What to do. Reproduce word for word the entries starting at the line containing "Note: for every instance of the weather" and ending after the line containing "Query: weather vane".

Material supplied.
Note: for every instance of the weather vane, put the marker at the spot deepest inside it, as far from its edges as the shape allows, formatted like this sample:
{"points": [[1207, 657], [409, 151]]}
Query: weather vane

---

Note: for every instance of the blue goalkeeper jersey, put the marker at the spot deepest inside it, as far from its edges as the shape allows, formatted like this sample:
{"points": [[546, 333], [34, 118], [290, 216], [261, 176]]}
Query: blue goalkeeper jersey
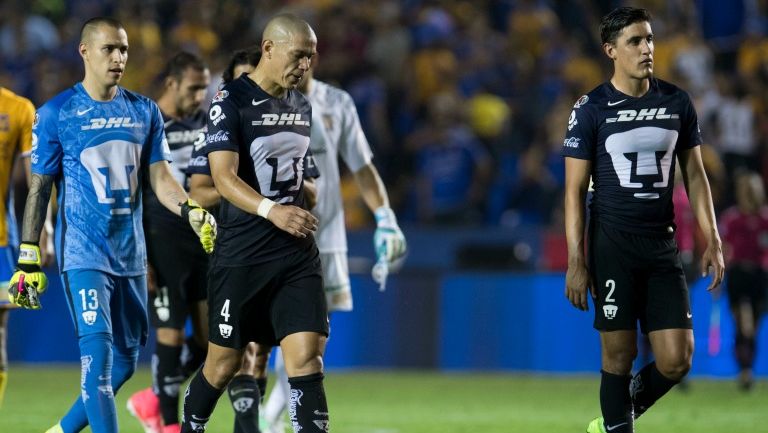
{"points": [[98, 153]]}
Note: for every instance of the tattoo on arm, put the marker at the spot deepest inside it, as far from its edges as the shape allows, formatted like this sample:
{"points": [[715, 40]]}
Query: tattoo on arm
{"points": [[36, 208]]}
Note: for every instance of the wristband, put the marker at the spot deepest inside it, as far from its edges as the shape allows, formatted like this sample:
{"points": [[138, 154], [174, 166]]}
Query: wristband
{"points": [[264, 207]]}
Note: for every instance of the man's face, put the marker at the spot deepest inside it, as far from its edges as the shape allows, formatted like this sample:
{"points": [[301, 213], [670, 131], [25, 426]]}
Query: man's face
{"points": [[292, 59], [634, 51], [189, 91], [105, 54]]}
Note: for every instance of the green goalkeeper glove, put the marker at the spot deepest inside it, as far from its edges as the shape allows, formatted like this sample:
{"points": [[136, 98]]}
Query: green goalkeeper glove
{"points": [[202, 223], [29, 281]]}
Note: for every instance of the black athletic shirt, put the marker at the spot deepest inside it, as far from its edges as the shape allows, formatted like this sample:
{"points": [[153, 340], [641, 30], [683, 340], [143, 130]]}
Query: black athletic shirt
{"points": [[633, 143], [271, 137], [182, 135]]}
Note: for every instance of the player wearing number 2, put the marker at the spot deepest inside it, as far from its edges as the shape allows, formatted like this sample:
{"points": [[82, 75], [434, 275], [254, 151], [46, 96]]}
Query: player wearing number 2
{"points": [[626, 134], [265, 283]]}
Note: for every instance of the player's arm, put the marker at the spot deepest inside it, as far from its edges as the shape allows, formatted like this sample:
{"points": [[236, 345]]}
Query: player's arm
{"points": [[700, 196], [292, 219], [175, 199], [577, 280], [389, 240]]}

Solution for this problem.
Note: for every instance of the weather vane, put the marker at the spot deepest inside it, as far from its edges as the shape allows, formatted like this sample:
{"points": [[1207, 657], [409, 151]]}
Query: weather vane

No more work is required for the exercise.